## Text
Interviewer: Oh, wow! That's awesome.
John: You know how guitar players are.
Interviewer: Oh, yeah.
John: I wrote this in 2004.
Interviewer: Yeah. I've never been able to put this anywhere, but here we go.
John: The last Van Halen record was all shit from like '76.
Interviewer: Yeah, from the '70s. Totally.
John: Yeah, so we would write all these songs down, and we'd bang them out on the practice pad with the click track, and then we'd go upstairs to the room, and it'd take us three times through. We'd have the song front to back, and then you start getting to put, as [Zappa 00:29:39] would say, put the eyebrows on. Things start getting fun. That's when you start, there's going to be a drum solo in this part. I was like you son of a bitch. Now I've got to write a drum solo in a week. We basically wrote the entire album in 12 days.
Interviewer: How many tracks?
John: 11.
Interviewer: Awesome.
John: 12.
Interviewer: Awesome.
John: With a bonus track.
Interviewer: Awesome.
John: We did a [Brujería 00:30:01] song.
Interviewer: I don't know what that means, but I'm excited. You said it really cool.
John: You don't know [Brujería 00:30:05]?
Interviewer: No.
Interviewer: I'll school you. It's some pretty good shit.
Interviewer: [Brujería1 00:30:10]?
Interviewer: There you go. You go it.
John: Most of the white kids call it [Brujería 00:30:15].
Interviewer: No, I like the way you said it. [Brujería 00:30:19].
John: I'm like yeah, we're doing a [Brujería 00:30:23] song. My buddy Carolina, she's from Colombia. She's like [Brujería 00:30:27] ... Yeah, so that. We did that with all the songs, basically. We had one song that we were actually playing around with live, so that one was just a drop in the bucket. Done, but we do that over the course of about 12 days.
We get the whole thing put together, and we'd go over to another friend's house. A buddy of mine named Clinton, who is a guitar player for a band called Unmerciful, who I recently worked with, and we'd take these click tracks, and Paul would play guitar to these click tracks. I would have these backing tracks, so we had a guitar and click. When we go into the studio, instead of Paul and I, Paul sitting in his iso booth and me in the drum room, we eliminate an entire human being's worth of mistakes.
Interviewer: Yeah.
John: Being that the guitar plays the same thing every damn time, because I track the entire album to prerecorded guitars, which is a very common thing these days, but it's just the way Origin moves. It took that long for that to happen, so drums were done in three days, bass was done in a day and a half. That's just indicative of three dudes. The three guys that play instruments in the band.
Interviewer: This is not like what people typically think of as a band, of these guys coming together in a practice room. Working out these songs day after day. This is you're coming up with the songs on the spot, and then you're getting the tracks done within a few days.

## Exercise requirements
1. Say whether each statement below agrees with the interview, giving yes or no along with the exact words of the interview that decide it: (a) the drums were finished in three days; (b) recording the bass took a week; (c) Clinton plays bass in the band Unmerciful.
2. Return the part of the interview from "Interviewer: Yeah. I've" to "the '70s. Totally.", word for word.

## Data entries

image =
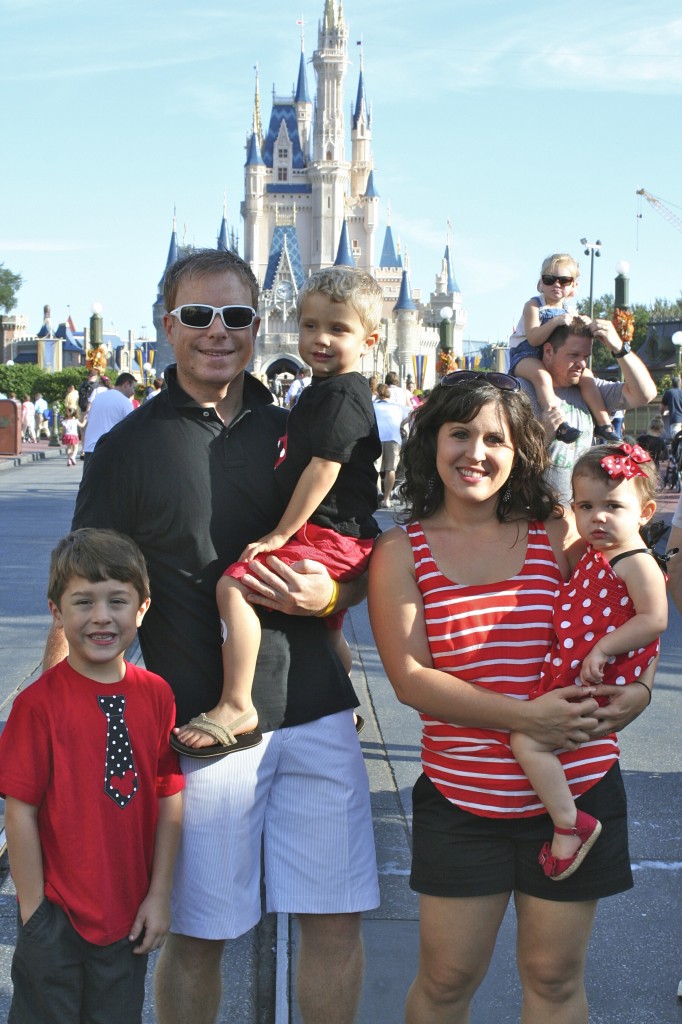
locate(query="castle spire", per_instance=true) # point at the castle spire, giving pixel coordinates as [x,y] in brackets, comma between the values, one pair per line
[344,256]
[173,253]
[406,300]
[302,94]
[257,127]
[223,245]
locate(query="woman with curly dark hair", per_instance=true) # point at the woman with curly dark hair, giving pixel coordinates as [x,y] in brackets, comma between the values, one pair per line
[461,603]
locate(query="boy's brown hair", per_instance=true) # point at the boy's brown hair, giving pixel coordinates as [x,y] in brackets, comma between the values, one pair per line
[96,555]
[350,286]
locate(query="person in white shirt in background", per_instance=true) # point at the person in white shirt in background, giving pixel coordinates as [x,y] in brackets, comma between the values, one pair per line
[107,410]
[390,417]
[302,379]
[398,394]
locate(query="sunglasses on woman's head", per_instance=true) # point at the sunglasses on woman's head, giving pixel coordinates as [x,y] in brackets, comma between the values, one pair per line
[199,315]
[553,279]
[470,378]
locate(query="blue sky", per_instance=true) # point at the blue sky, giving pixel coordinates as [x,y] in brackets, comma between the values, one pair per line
[527,126]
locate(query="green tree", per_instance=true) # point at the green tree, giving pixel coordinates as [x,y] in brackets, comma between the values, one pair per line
[9,286]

## Answers by task
1.
(a) Yes: "drums were done in three days"
(b) No: "bass was done in a day and a half"
(c) No: "who is a guitar player for a band called Unmerciful"

2.
Interviewer: Yeah. I've never been able to put this anywhere, but here we go.
John: The last Van Halen record was all shit from like '76.
Interviewer: Yeah, from the '70s. Totally.